* START EXTRACTED RECORDS *

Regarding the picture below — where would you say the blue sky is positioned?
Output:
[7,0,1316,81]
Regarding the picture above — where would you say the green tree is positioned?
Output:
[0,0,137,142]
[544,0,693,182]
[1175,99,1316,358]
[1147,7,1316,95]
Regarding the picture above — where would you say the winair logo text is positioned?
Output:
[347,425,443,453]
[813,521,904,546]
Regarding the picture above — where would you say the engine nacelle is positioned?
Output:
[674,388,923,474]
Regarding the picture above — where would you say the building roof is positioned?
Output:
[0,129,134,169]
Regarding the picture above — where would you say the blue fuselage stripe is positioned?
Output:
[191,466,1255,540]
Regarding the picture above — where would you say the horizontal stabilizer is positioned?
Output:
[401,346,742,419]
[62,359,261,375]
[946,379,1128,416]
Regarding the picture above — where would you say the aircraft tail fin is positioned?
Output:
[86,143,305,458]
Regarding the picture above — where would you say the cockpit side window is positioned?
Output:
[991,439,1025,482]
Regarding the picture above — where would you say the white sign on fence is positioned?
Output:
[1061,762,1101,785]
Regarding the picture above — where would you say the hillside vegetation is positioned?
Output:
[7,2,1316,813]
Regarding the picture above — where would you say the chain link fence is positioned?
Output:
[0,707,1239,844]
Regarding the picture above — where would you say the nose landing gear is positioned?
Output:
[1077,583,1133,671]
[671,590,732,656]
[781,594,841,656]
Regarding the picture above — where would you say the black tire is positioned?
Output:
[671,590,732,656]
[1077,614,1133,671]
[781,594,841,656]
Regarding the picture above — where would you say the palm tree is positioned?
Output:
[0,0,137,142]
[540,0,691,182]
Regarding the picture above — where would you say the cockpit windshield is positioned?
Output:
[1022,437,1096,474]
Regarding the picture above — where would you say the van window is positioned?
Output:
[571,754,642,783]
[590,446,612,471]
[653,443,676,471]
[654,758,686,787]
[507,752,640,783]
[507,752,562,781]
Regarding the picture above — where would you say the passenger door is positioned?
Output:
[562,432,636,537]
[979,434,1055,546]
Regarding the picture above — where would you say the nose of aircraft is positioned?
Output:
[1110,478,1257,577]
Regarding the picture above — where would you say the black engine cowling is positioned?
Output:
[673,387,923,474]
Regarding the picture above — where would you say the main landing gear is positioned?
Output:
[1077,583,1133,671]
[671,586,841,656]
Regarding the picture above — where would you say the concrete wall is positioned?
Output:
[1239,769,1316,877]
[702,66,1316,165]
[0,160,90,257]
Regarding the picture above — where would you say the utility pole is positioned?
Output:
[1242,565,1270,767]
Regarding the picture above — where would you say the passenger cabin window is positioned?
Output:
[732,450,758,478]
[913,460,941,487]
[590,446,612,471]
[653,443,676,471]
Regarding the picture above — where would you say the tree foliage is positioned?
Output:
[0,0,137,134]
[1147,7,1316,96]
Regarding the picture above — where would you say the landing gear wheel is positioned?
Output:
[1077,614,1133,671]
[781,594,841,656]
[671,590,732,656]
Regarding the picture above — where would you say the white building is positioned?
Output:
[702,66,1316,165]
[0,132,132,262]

* END EXTRACTED RECORDS *

■ GIVEN EXERCISE ■
Put every line of the entries above into a numbered list, leaving out any blank lines.

■ FULL ANSWER ■
1. Regarding the picture below — where would you say the blue sky is positioned?
2. Output:
3. [7,0,1316,81]
4. Regarding the picture above — where would you say the green tree is positioned?
5. Output:
6. [0,0,137,142]
7. [544,0,693,182]
8. [1175,99,1316,358]
9. [1147,7,1316,95]
10. Regarding the picture above — where would you say the winair logo text is positioned?
11. Output:
12. [347,425,443,453]
13. [813,521,904,546]
14. Regarding the picture above — where would you say the engine nacelle is positioned?
15. Output:
16. [674,388,923,474]
17. Regarding the picture above — where would you say the building roof is positioned?
18. Output:
19. [0,129,134,169]
20. Regarding the picture above — where would you say the blue fuselage stripe is positioned?
21. Output:
22. [191,466,1255,540]
23. Regarding the picture above — where would you say the horizontal stabilizer is positioned?
24. Output:
25. [401,346,742,419]
26. [62,359,261,375]
27. [946,379,1128,416]
28. Regarding the picture above — where would you say the aircraft tail fin is positioned?
29. Output:
30. [86,143,305,458]
31. Regarding the picture above — where would you say the cockpit side window is positioned?
32. Output:
33. [991,439,1025,482]
34. Regarding the picture above — where would you say the white sign on fence is positioned?
35. Output:
36. [1061,762,1101,785]
37. Regarding the picture above — where would you say the hillside vegetation is positioned?
38. Output:
39. [7,2,1316,813]
40. Regarding the picture above — where would you say the chain link fence is positioned?
41. Output:
42. [0,707,1239,844]
43. Regarding the picture above — where would you say the nose landing gear is positioned?
44. Output:
45. [1077,583,1133,671]
46. [671,590,732,656]
47. [781,594,841,656]
48. Regarding the picture above — where would you say the black tire is positioned?
49. Output:
50. [671,590,732,656]
51. [1077,614,1133,671]
52. [781,594,841,656]
53. Regarding the picture above — where would you say the palm tree is positioned?
54. Output:
55. [0,0,137,142]
56. [540,0,691,182]
57. Regarding the picture above — where would you say the cockpit windshield is positioned?
58. Output:
59. [1022,437,1096,474]
60. Regarding the picture above — where would you say the van window is positioned?
61. Output:
62. [571,754,642,783]
63. [590,446,612,471]
64. [653,443,676,471]
65. [654,758,686,787]
66. [507,752,640,783]
67. [507,752,562,781]
68. Regarding the picture above — where would you say the passenger door is positioned?
69. Output:
70. [562,432,636,537]
71. [979,434,1055,546]
72. Regarding the picture above — where would you say the nose of aircraft is positioned?
73. Output:
74. [1110,478,1257,577]
75. Regarding the picture above — where would you say the black engine cowling is positioned?
76. Output:
77. [673,387,923,474]
78. Regarding the picture above — where would you say the main landing gear is positioned?
79. Output:
80. [1077,583,1133,671]
81. [671,586,841,656]
82. Regarding the picture above — where would you say the concrete wall is positioned?
83. Output:
84. [1239,769,1316,877]
85. [702,66,1316,165]
86. [0,160,90,257]
87. Regarding the picture above — where would you say the utility pole is positioned?
88. Output:
89. [1242,565,1270,767]
90. Regarding the picture above — where would you say the passenger cabin window is positioned?
91. Output:
92. [732,450,758,478]
93. [913,460,941,487]
94. [590,446,612,471]
95. [653,443,676,471]
96. Regarding the picture above — where would you say the tree foliage is positioned?
97. Output:
98. [0,0,137,134]
99. [1147,7,1316,96]
100. Regarding the picture above — where would you say the landing gear wheel is positioned?
101. Output:
102. [1077,614,1133,671]
103. [781,594,841,656]
104. [671,590,732,656]
105. Regarding the picture above — where would you say the white building is positioned?
106. Output:
107. [702,66,1316,165]
108. [0,132,132,262]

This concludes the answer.